Your instructions = Copy out, exactly as given, every line from the line with "Target: small sign on wall" to the end of the listing, both of those lines included.

Material provided =
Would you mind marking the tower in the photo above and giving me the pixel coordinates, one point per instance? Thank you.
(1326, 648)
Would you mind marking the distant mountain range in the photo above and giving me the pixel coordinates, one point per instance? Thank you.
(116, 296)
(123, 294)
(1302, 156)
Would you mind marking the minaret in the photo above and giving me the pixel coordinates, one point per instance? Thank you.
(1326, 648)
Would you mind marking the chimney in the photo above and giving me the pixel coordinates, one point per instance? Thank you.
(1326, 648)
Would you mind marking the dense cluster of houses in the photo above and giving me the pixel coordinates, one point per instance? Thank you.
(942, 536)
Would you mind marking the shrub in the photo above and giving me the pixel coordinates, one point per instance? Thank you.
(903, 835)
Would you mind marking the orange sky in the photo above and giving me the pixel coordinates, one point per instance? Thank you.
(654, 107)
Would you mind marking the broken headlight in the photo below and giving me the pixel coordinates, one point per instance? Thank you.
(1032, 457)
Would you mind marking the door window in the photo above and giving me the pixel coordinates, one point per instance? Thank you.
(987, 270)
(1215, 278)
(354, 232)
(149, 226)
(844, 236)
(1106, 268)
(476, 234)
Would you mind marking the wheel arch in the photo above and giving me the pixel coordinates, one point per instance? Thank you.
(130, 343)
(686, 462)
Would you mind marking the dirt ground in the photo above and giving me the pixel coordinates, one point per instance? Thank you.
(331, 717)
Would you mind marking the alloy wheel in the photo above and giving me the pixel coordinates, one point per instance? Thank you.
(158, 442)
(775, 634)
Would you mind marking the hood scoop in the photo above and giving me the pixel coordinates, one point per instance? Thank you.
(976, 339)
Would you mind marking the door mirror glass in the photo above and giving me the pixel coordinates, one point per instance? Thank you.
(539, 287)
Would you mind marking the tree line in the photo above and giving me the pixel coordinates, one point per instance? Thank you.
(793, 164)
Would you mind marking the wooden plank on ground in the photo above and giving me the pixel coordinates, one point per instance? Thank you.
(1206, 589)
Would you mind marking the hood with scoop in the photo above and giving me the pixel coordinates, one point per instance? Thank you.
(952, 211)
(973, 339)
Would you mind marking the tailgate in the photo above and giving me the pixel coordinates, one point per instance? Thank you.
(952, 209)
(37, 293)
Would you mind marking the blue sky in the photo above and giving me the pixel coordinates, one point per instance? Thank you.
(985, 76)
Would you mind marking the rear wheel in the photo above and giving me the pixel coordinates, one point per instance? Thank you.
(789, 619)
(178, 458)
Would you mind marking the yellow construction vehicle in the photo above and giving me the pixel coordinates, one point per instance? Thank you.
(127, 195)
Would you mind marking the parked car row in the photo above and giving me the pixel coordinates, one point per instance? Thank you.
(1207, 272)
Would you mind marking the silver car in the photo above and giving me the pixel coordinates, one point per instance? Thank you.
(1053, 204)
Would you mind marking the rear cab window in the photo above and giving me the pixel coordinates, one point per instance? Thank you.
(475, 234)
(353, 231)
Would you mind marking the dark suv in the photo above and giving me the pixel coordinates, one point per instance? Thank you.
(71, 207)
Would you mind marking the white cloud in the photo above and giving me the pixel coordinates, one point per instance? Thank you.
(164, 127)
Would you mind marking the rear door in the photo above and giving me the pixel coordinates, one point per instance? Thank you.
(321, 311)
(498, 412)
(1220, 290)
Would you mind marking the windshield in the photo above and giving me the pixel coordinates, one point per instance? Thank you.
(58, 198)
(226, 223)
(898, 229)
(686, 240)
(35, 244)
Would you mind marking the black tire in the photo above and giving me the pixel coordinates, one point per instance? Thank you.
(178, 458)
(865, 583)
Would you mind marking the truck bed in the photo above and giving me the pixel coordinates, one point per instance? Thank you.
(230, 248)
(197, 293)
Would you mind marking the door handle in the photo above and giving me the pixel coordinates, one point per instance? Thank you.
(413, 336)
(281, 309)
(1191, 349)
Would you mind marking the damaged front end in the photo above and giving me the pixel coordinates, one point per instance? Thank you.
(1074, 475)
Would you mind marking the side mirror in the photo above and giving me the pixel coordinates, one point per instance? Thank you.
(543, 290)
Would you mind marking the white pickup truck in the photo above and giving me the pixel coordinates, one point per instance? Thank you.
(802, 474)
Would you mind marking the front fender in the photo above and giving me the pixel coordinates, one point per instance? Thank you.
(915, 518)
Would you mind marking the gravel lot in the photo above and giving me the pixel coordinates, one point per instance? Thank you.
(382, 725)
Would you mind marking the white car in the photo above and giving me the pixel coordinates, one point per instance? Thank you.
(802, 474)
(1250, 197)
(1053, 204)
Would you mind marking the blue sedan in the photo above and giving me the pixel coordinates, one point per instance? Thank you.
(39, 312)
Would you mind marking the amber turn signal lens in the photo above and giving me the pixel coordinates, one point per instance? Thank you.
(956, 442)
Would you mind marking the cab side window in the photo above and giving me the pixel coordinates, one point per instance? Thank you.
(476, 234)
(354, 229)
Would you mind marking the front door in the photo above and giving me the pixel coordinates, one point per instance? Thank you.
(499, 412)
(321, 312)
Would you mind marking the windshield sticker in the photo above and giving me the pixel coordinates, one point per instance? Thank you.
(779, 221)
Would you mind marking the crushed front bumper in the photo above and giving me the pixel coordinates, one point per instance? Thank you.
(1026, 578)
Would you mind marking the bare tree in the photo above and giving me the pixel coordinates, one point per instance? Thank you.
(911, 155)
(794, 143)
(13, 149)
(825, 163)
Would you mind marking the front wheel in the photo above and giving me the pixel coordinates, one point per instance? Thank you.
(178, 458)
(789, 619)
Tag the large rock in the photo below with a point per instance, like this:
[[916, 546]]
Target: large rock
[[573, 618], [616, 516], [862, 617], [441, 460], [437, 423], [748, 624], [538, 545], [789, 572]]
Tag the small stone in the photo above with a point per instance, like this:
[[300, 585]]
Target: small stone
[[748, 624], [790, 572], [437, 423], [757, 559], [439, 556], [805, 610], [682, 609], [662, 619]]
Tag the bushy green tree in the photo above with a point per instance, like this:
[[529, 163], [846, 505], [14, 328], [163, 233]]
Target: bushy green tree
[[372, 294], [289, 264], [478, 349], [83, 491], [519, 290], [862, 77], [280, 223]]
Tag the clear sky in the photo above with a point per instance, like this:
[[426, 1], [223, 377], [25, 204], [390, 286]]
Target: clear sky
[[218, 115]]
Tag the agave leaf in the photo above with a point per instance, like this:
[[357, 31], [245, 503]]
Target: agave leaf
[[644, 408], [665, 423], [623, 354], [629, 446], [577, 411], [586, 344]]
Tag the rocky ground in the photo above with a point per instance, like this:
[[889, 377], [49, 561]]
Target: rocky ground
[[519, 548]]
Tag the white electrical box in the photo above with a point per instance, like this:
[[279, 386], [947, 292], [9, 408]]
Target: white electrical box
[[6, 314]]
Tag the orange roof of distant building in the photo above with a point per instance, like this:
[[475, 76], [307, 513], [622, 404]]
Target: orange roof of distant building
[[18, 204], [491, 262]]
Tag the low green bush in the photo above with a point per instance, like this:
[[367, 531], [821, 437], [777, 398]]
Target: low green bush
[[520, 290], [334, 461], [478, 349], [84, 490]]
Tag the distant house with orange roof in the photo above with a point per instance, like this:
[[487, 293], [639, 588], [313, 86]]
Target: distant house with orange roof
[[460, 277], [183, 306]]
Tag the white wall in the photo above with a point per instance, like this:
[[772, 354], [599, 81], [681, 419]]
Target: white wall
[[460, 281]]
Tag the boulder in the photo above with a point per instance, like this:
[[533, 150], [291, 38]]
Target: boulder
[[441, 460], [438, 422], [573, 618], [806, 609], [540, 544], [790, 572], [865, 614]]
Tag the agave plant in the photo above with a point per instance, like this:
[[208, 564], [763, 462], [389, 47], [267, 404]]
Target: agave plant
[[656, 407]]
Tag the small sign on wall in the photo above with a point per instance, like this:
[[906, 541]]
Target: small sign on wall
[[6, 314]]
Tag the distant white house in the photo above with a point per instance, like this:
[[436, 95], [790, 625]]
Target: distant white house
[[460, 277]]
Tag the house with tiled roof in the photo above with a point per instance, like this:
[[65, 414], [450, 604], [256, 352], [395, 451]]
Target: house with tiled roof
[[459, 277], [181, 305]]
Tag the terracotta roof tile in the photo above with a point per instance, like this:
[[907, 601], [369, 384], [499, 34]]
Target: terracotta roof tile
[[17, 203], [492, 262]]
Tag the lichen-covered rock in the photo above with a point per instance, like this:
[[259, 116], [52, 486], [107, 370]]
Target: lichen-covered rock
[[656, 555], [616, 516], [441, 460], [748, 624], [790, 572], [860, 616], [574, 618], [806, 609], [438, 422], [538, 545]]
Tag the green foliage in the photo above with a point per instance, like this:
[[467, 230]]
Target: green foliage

Response area =
Target: small sign on wall
[[6, 314]]
Tag the distant white house in the photo above with a point per instance, like this:
[[436, 95], [790, 625]]
Target: distant white house
[[460, 277]]
Tag the house with tiled roof in the photo above with a point per instance, like this:
[[65, 414], [450, 604], [256, 352], [395, 451]]
Target: house with tiled roof
[[459, 277], [181, 305]]
Tag the terracotta roof tile in the photo above with a point per instance, like this:
[[907, 601], [369, 384], [499, 34]]
Target: terracotta roof tile
[[17, 203], [492, 262]]
Tag the lichen-covered rock in the photo above with a point per instance, like this:
[[259, 116], [52, 486], [107, 370]]
Target: lichen-covered rock
[[656, 555], [616, 516], [441, 460], [748, 624], [790, 572], [860, 616], [574, 618], [806, 609], [438, 422], [538, 545]]
Tag the green foliage in the photo above with a point per instance, like this:
[[467, 230]]
Target: green foliage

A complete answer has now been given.